PROMPT A:
Answer these questions from the cosinor function documentation:
(i) What default value does the usage line give for period?
(ii) What period value is suggested for more flexibility?
(iii) What does the function return when eval is FALSE?
PROMPT B:
Pick up the cosinor function documentation after its last sentence and write the section that would come next.

── PROVIDED TEXT

Evaluate trigonometric basis expansion

This function can be used to evaluate a trigonometric basis expansion for a given periodic variable and period. It can also be used in formulas passed to make_matrices.

Usage

cosinor(x = 1:24, period = 24, eval = TRUE)

Arguments

x

vector of periodic variable values

period

vector of period length. For example for time of day period = 24, or period = c(24,12) for more flexibility.

eval

logical, should not be changed. If TRUE the function returns the evaluated cosinor terms, if FALSE the function returns the terms as strings which is used internally form formula evaluation.

Value

either a desing matrix with the evaluated cosinor terms (eval = TRUE) or a character vector with the terms as strings (eval = FALSE).

────
── SUPPLIED DATA

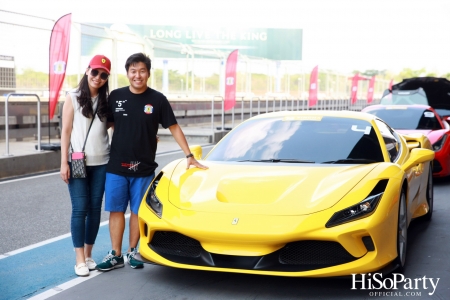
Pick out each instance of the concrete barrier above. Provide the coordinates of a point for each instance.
(38, 162)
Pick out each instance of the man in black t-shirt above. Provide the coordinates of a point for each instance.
(136, 112)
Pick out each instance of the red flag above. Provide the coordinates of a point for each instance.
(230, 80)
(354, 94)
(312, 98)
(59, 51)
(370, 91)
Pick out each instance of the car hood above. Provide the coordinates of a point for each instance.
(263, 188)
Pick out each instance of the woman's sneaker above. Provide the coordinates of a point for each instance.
(90, 263)
(135, 264)
(111, 261)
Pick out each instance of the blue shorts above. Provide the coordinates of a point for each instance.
(119, 190)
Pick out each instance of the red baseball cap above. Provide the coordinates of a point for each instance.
(100, 62)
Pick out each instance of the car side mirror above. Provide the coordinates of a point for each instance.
(197, 151)
(417, 156)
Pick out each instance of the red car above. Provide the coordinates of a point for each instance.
(410, 119)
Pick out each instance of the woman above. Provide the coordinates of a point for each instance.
(86, 194)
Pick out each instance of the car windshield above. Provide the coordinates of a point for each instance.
(413, 118)
(303, 139)
(404, 98)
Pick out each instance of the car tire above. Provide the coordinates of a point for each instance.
(430, 197)
(402, 233)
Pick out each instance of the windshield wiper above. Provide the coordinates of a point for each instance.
(289, 160)
(351, 161)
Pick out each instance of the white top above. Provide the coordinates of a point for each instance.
(97, 144)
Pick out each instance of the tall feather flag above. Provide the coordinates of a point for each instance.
(230, 80)
(312, 98)
(371, 89)
(390, 84)
(59, 51)
(354, 94)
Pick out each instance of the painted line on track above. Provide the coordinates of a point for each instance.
(49, 241)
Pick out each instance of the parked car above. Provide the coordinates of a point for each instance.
(307, 193)
(432, 91)
(411, 119)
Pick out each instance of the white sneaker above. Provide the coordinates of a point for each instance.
(90, 263)
(81, 270)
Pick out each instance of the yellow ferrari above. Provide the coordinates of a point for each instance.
(309, 193)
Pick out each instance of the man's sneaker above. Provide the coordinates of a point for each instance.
(111, 261)
(135, 264)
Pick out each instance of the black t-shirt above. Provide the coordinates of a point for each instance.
(136, 120)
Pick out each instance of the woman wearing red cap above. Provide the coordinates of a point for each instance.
(84, 129)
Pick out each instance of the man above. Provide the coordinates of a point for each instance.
(136, 112)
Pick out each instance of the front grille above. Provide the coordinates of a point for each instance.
(314, 253)
(174, 243)
(293, 257)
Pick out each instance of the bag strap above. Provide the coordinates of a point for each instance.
(87, 134)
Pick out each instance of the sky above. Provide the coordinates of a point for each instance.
(343, 35)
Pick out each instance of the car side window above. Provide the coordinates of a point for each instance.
(390, 140)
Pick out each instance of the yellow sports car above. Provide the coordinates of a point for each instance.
(309, 193)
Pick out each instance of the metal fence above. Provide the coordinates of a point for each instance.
(178, 70)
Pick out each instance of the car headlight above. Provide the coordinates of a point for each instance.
(440, 143)
(152, 200)
(361, 209)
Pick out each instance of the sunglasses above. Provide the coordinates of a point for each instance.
(103, 75)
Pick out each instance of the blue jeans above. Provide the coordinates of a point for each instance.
(86, 195)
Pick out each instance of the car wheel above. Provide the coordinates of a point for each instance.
(430, 197)
(402, 233)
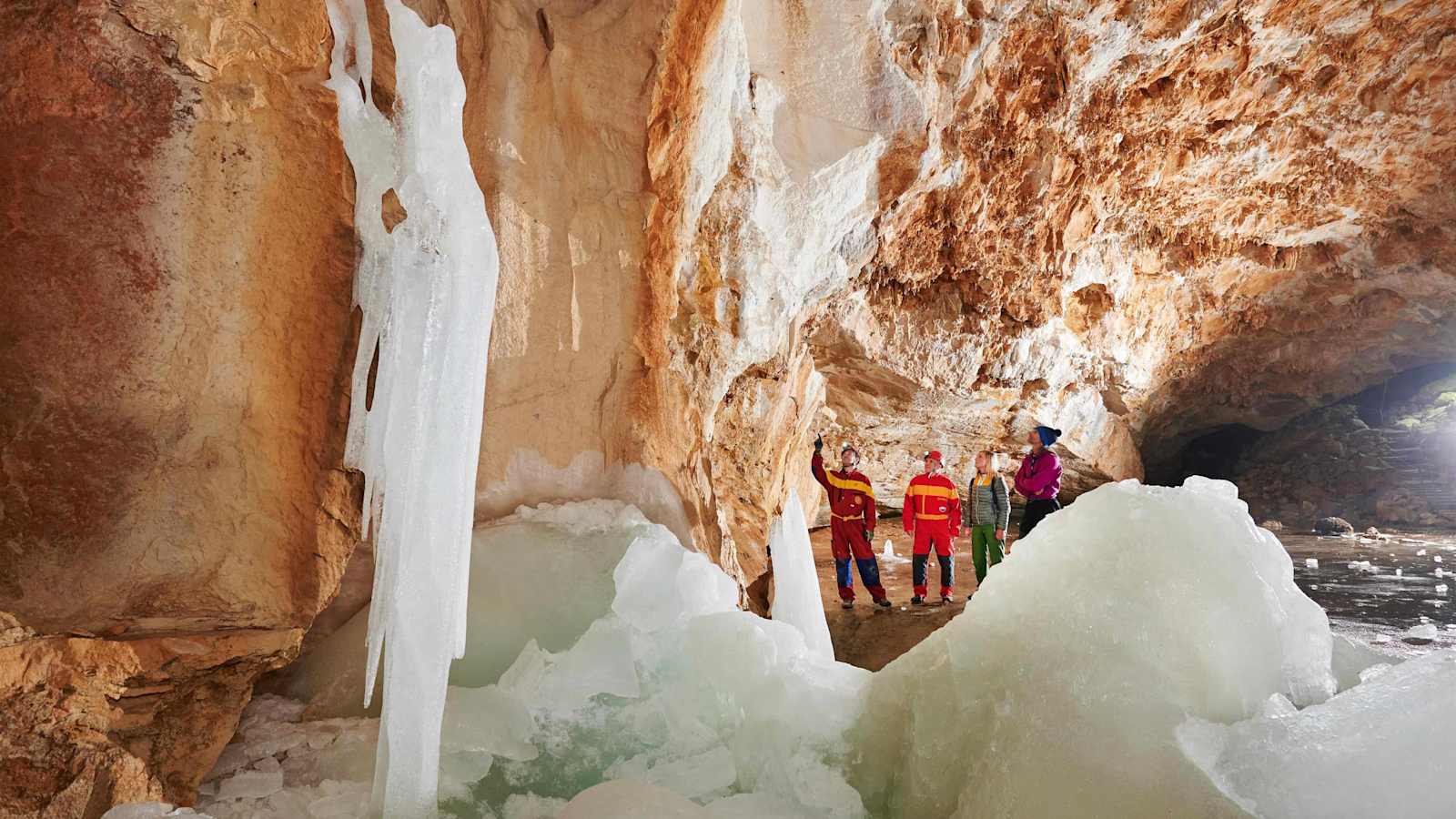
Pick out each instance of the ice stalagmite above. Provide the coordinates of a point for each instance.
(795, 581)
(427, 290)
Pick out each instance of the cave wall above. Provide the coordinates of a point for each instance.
(175, 321)
(724, 225)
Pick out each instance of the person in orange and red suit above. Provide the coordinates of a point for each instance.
(852, 523)
(932, 513)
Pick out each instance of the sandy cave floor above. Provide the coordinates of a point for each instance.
(1373, 608)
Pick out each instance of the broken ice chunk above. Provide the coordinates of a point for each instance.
(1420, 634)
(251, 784)
(1366, 675)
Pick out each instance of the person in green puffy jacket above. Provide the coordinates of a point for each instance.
(987, 513)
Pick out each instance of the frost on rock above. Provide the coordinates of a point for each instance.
(427, 293)
(1055, 693)
(1376, 749)
(795, 581)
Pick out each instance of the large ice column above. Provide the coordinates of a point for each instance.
(427, 290)
(795, 581)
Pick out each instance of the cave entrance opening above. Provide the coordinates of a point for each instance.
(1383, 457)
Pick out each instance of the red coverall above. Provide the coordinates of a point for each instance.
(852, 525)
(932, 513)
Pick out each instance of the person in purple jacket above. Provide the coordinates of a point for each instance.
(1038, 479)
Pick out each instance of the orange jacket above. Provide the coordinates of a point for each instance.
(851, 497)
(932, 499)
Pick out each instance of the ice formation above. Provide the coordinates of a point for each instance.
(795, 581)
(1190, 676)
(1372, 751)
(1057, 691)
(427, 293)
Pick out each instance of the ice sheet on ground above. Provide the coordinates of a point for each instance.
(1014, 709)
(427, 295)
(150, 811)
(795, 581)
(1370, 751)
(1423, 632)
(1026, 709)
(628, 799)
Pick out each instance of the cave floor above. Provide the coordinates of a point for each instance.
(1378, 608)
(1370, 608)
(868, 636)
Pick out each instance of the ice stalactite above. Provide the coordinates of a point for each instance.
(427, 290)
(795, 581)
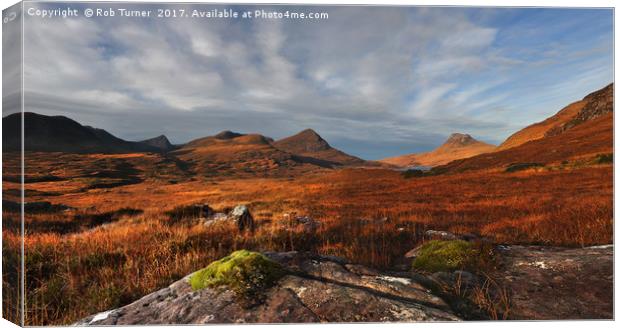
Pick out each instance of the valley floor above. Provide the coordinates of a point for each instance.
(113, 242)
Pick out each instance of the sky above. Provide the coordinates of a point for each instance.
(373, 81)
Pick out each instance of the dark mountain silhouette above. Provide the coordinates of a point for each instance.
(225, 135)
(160, 142)
(62, 134)
(310, 145)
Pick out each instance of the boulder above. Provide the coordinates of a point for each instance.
(240, 216)
(314, 289)
(308, 224)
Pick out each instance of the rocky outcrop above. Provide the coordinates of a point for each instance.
(315, 289)
(596, 105)
(240, 216)
(554, 283)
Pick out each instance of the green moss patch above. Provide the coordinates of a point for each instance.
(246, 273)
(441, 255)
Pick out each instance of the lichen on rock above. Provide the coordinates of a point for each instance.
(247, 273)
(444, 255)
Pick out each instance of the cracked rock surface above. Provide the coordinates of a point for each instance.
(317, 289)
(555, 283)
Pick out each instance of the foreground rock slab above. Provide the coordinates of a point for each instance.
(319, 289)
(552, 283)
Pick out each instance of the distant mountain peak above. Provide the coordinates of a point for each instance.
(459, 140)
(160, 142)
(227, 134)
(308, 143)
(305, 141)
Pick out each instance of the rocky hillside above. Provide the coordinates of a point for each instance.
(457, 146)
(228, 153)
(161, 142)
(314, 289)
(590, 107)
(309, 144)
(62, 134)
(586, 139)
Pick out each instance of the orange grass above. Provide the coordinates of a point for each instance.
(73, 275)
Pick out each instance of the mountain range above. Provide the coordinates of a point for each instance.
(457, 146)
(580, 128)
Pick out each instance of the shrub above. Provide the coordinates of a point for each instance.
(246, 273)
(445, 255)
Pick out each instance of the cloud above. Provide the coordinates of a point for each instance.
(374, 80)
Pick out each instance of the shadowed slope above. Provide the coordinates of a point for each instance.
(309, 144)
(590, 107)
(61, 134)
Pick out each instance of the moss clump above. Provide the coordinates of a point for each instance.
(450, 255)
(246, 273)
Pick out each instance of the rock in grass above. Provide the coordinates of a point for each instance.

────

RESPONSE A:
(i) 24
(ii) c(24,12)
(iii) A character vector with the terms as strings

RESPONSE B:
Details

The returned basis can be used for linear predictors of the form $$ \eta^{(t)} = \beta_0 + \sum_{k} \bigl( \beta_{1k} \sin(\frac{2 \pi t}{period_k}) + \beta_{2k} \cos(\frac{2 \pi t}{period_k}) \bigr). $$ This is relevant for modeling e.g. diurnal variation and the flexibility can be increased by adding smaller frequencies (i.e. increasing the length of period).

Examples

## Evaluate cosinor terms
# builds design matrix
X = cosinor(1:24, period = 24)
X = cosinor(1:24, period = c(24, 12, 6))

## Usage in model formulas
# e.g. frequencies of 24 and 12 hours + interaction with temperature
form = ~ x + temp * cosinor(hour, c(24, 12)) 
data = data.frame(x = runif(24), temp = rnorm(24,20), hour = 1:24)
modmat = make_matrices(form, data = data)